### Problem statement
Copy out the lines below, starting with the first and ending with the line that contains "(295, 272), (357, 318)", including both ends. Omit the pictures from your copy.

### Stored data
* * * *
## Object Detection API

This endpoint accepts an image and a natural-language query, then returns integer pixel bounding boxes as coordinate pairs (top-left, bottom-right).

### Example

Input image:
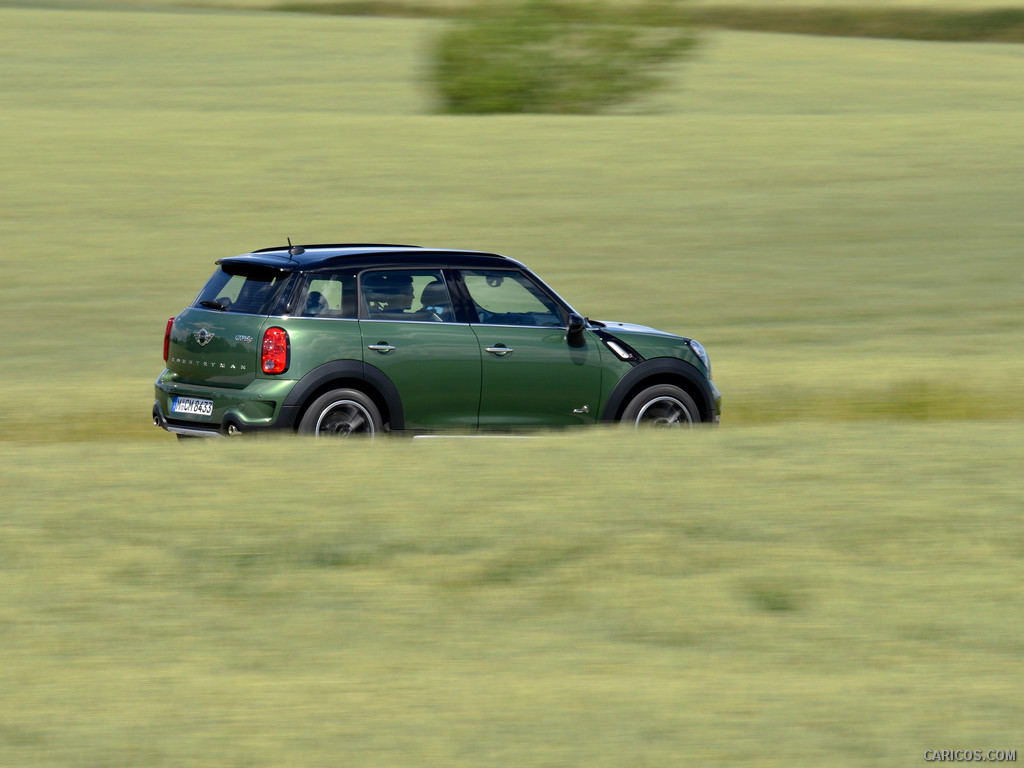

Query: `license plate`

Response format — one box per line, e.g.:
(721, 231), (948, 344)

(171, 397), (213, 417)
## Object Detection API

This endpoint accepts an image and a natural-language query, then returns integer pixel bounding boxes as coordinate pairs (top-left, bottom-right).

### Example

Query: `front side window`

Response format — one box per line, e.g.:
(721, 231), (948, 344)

(462, 269), (562, 327)
(359, 269), (455, 323)
(196, 264), (292, 314)
(295, 272), (357, 318)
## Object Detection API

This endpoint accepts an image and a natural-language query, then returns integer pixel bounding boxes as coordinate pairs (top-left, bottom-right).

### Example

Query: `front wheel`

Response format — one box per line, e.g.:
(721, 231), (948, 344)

(299, 389), (384, 437)
(622, 384), (700, 429)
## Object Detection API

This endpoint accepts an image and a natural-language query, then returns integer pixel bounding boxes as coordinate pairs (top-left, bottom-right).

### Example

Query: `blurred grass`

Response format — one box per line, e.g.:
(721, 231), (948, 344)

(0, 424), (1024, 768)
(0, 3), (1024, 768)
(0, 9), (1024, 440)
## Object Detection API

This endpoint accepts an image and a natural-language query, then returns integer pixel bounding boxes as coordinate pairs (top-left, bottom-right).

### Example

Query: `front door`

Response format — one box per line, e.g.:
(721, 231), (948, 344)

(462, 269), (601, 428)
(359, 269), (480, 429)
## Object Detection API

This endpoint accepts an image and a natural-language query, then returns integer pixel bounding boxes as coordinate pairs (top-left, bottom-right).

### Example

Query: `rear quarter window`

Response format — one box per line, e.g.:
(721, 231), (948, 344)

(194, 264), (292, 314)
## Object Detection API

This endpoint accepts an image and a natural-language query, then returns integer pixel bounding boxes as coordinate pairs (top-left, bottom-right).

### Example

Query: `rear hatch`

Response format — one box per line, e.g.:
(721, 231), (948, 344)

(167, 260), (292, 389)
(167, 307), (266, 389)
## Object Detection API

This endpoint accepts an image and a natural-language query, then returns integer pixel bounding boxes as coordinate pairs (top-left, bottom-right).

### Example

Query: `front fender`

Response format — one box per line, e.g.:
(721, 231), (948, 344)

(600, 357), (719, 422)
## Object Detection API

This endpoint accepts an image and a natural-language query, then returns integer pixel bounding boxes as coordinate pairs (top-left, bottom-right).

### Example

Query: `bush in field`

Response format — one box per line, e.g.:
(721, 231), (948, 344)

(433, 0), (694, 114)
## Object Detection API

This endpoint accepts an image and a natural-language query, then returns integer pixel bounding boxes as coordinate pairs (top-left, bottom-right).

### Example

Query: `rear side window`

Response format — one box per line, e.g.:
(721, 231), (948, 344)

(195, 264), (292, 314)
(294, 272), (358, 318)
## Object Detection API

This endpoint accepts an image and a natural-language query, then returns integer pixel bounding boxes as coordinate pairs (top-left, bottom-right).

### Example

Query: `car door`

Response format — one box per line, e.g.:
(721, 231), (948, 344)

(461, 269), (601, 428)
(359, 269), (480, 429)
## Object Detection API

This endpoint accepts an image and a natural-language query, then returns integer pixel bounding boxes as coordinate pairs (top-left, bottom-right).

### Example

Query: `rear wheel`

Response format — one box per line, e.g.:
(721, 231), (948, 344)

(622, 384), (700, 429)
(299, 389), (384, 437)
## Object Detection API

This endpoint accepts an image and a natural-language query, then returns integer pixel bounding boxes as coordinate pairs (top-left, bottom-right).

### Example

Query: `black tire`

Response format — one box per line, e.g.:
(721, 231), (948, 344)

(622, 384), (700, 429)
(299, 389), (384, 437)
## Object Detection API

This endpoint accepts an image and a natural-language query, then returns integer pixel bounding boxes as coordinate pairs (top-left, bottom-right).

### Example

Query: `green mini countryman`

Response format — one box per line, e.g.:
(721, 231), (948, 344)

(153, 245), (721, 437)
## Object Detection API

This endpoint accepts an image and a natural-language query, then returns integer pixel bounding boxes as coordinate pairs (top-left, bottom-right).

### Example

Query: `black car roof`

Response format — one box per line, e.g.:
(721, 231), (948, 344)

(217, 243), (522, 272)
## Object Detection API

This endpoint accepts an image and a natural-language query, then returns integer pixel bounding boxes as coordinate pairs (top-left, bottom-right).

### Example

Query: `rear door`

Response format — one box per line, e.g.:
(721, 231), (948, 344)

(359, 269), (480, 429)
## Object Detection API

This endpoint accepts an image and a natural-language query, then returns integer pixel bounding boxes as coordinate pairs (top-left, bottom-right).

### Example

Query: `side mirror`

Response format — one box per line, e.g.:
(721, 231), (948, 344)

(565, 312), (587, 347)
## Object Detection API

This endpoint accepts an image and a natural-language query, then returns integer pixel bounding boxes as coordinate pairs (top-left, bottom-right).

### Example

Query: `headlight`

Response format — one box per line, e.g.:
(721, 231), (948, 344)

(689, 339), (711, 379)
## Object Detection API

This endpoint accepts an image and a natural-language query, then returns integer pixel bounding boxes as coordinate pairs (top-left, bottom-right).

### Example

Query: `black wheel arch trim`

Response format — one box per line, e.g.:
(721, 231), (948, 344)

(601, 357), (715, 422)
(283, 360), (406, 429)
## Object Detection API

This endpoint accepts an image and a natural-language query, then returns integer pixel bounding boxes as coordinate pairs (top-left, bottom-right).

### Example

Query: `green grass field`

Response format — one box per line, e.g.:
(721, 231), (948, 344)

(0, 3), (1024, 768)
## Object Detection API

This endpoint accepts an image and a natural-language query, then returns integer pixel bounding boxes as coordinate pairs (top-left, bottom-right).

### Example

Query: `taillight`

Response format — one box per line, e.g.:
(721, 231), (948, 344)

(260, 327), (289, 374)
(164, 317), (174, 362)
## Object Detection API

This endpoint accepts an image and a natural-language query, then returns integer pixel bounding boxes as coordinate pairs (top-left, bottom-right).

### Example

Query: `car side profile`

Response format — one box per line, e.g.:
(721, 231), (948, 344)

(153, 245), (721, 437)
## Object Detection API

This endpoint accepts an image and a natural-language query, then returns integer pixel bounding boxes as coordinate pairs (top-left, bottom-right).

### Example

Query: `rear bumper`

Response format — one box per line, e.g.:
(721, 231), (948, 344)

(153, 371), (298, 437)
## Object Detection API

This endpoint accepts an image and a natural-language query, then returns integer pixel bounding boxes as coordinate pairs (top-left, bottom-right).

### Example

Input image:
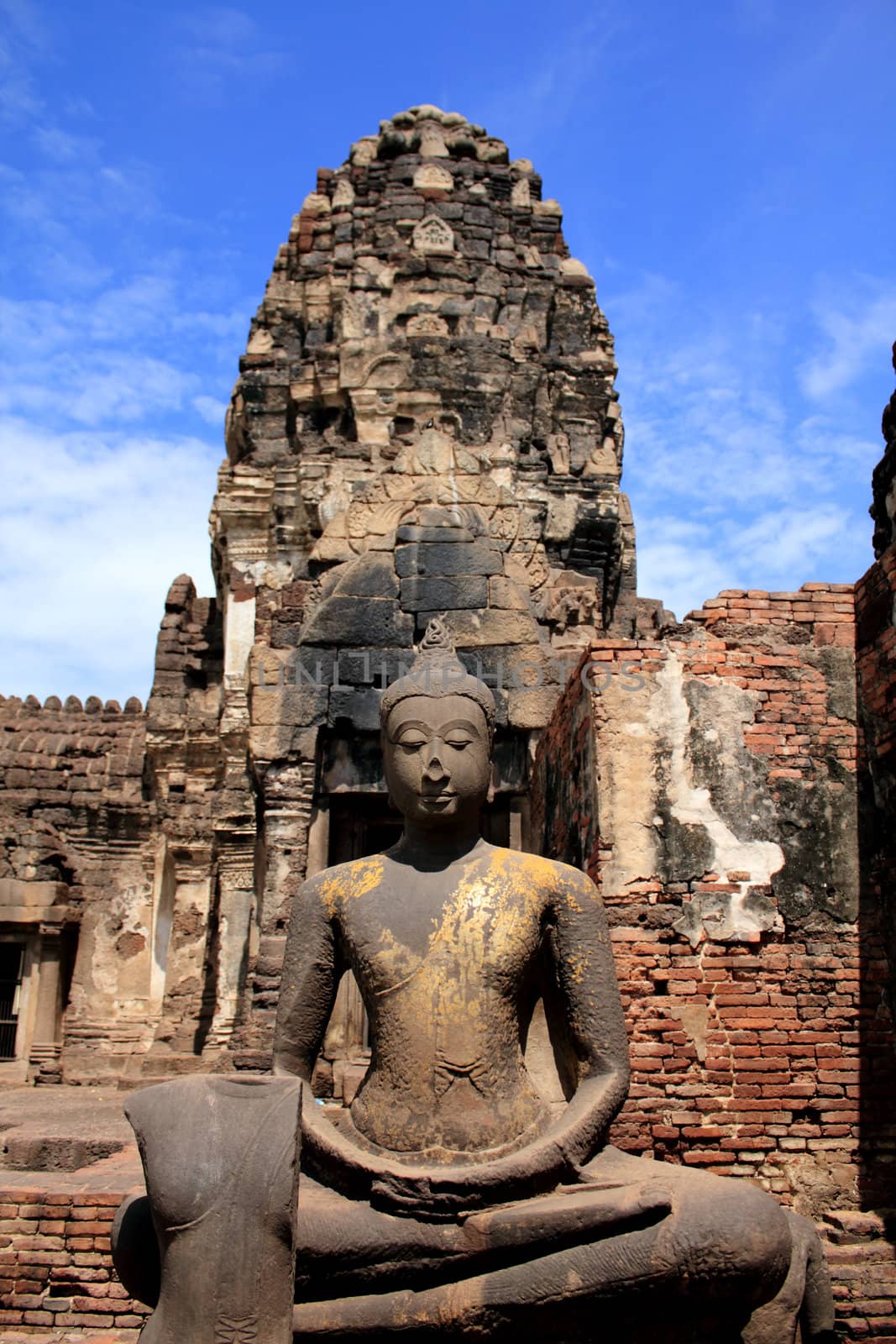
* * * *
### Solution to the exercise
## Object Detection API

This endpoint accepts an image and a natural-language query, then returns integer pixel bounding boxes as coordinate pairs (top-left, bottom-right).

### Example

Input image:

Query: `license plate`

Response format — one box per line, e.g.:
(721, 231), (948, 344)

(171, 397), (213, 417)
## Object Detection API

This endpoint accepts an image and a natural-language query, then returns integer pixel bounding boxes as coordinate pairs (top-left, bottom-right).

### Example

Query: `front side window`

Response format — one box per line, e.g.:
(721, 231), (948, 344)

(462, 269), (562, 327)
(359, 269), (455, 323)
(196, 264), (292, 314)
(295, 272), (357, 318)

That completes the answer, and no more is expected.